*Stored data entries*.
_ _ _ _ _
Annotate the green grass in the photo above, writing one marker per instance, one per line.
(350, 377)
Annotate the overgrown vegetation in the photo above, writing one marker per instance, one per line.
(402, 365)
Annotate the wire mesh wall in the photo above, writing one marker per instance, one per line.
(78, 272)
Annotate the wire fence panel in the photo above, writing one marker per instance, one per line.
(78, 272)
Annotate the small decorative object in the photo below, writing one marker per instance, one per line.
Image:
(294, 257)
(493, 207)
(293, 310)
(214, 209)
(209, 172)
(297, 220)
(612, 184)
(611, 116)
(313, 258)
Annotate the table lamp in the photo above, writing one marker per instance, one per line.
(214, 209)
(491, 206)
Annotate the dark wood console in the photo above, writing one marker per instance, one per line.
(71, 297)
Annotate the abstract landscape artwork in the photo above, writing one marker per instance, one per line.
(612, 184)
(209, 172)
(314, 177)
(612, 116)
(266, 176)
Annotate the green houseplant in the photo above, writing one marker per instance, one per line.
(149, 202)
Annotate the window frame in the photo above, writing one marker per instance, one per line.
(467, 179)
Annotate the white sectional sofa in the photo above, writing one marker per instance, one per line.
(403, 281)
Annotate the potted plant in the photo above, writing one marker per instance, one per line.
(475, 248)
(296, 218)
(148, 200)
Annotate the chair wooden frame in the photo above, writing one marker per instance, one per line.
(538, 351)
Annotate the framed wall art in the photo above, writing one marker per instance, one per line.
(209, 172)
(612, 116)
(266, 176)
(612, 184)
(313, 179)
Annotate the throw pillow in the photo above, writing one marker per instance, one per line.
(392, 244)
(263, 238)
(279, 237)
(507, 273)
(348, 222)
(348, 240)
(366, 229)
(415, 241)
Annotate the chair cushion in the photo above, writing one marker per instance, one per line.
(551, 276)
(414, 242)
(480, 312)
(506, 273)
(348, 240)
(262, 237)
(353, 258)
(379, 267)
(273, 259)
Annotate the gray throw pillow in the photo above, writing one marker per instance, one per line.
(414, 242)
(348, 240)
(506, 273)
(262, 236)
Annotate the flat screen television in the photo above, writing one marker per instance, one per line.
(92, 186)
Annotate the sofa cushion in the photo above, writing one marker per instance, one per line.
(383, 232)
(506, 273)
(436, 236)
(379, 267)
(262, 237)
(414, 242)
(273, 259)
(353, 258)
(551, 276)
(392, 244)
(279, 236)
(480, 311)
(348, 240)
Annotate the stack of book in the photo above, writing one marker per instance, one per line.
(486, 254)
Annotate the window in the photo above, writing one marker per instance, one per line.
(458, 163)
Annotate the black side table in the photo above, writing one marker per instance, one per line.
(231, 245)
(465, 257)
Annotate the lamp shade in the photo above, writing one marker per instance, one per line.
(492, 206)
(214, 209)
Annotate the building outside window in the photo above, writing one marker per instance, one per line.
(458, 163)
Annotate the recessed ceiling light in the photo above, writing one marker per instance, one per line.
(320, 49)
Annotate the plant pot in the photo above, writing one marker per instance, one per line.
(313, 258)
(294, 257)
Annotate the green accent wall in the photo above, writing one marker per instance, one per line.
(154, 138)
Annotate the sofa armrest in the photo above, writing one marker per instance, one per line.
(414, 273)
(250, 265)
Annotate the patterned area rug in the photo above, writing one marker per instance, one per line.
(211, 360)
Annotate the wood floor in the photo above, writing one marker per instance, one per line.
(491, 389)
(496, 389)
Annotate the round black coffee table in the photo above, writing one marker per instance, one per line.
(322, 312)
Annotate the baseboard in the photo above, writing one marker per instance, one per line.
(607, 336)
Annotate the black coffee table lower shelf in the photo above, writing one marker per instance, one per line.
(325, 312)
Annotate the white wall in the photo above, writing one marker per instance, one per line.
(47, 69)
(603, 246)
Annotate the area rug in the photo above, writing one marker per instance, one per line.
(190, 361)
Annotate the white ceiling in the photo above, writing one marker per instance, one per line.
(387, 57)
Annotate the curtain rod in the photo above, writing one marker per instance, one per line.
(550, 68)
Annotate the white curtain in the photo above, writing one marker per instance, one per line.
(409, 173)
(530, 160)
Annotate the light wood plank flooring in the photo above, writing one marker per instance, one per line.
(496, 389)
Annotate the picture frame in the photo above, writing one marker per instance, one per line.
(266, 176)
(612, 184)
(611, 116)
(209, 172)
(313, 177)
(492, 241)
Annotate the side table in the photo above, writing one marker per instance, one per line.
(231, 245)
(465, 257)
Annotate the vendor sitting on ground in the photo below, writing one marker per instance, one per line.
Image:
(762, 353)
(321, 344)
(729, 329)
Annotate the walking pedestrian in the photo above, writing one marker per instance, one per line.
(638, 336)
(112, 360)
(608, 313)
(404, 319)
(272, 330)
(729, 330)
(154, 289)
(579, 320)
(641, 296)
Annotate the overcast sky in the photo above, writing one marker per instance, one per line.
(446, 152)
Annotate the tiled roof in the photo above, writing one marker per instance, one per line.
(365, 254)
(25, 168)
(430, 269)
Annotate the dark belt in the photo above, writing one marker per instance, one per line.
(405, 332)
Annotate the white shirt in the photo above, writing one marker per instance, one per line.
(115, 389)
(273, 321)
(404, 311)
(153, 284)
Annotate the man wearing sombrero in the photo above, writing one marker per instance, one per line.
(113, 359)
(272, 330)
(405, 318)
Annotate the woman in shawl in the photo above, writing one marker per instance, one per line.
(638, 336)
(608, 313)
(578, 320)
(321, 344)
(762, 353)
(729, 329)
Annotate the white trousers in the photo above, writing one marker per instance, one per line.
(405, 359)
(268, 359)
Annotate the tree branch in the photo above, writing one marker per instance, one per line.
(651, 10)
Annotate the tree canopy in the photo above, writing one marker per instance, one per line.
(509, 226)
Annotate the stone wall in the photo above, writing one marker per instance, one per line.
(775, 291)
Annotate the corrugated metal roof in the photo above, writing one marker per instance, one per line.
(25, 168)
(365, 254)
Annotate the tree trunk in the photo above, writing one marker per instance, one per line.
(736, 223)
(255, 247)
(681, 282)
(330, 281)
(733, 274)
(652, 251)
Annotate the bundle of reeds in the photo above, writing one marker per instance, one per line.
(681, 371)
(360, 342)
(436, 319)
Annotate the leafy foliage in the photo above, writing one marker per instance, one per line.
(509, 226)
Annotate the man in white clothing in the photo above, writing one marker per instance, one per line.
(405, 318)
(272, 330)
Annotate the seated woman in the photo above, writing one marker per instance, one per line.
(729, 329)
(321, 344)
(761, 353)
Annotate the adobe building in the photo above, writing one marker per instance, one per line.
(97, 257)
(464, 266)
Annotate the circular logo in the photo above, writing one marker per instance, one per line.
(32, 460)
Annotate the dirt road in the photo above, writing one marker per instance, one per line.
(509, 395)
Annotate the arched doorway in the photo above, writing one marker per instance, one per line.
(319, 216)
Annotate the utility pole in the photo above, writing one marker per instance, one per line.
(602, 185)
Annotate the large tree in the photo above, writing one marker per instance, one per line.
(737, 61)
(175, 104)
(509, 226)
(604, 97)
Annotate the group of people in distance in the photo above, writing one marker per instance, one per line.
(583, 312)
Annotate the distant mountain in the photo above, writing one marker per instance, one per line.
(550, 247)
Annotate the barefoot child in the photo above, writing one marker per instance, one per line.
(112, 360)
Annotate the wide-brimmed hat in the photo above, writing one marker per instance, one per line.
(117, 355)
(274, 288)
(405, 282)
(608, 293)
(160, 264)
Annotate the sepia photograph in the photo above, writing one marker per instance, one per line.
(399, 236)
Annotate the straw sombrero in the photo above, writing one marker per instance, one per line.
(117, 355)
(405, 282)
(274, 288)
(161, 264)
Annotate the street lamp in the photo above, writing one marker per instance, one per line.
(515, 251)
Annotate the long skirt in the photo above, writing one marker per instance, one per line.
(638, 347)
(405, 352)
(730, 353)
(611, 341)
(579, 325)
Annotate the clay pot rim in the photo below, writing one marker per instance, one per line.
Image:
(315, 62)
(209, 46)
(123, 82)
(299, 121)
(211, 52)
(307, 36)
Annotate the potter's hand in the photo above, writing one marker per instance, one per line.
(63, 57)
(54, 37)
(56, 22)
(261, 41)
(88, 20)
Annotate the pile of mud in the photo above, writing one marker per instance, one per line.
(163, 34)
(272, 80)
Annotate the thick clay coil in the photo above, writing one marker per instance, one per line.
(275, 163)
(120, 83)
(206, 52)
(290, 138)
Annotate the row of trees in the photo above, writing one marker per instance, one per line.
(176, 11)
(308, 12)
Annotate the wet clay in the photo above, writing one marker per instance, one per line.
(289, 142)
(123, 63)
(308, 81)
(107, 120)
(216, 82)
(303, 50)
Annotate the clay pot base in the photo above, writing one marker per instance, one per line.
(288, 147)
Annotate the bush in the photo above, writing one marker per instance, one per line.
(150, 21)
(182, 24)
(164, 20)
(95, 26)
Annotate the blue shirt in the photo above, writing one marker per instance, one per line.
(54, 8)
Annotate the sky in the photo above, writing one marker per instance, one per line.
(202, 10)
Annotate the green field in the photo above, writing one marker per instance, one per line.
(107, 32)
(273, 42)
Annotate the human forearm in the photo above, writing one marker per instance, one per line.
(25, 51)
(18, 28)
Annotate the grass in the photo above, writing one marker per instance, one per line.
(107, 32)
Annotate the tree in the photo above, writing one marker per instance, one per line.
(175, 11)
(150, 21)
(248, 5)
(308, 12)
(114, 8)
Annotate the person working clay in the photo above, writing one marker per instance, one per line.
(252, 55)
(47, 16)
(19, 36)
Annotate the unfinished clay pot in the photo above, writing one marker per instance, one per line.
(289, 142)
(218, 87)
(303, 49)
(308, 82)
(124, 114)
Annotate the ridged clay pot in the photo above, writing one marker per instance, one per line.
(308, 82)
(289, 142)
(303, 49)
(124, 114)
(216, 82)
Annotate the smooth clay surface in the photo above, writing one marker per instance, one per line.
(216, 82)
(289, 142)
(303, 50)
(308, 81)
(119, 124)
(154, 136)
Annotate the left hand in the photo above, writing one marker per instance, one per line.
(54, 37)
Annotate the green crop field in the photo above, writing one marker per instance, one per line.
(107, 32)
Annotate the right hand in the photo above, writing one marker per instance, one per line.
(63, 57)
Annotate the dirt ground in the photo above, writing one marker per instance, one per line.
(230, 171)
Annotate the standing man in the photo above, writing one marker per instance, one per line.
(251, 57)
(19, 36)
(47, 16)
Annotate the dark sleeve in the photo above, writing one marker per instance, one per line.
_ _ _ _ _
The lines above that hold the string "below" are to be located and copied.

*SOLVED EXERCISE*.
Annotate the small decorative object in the photo below, writing one marker per instance, one per line.
Annotate the vendor sitting on ground in the photo below, writing one marker per instance, one per line.
Annotate the clay pot rim in the photo below, writing one marker per instance, one per line.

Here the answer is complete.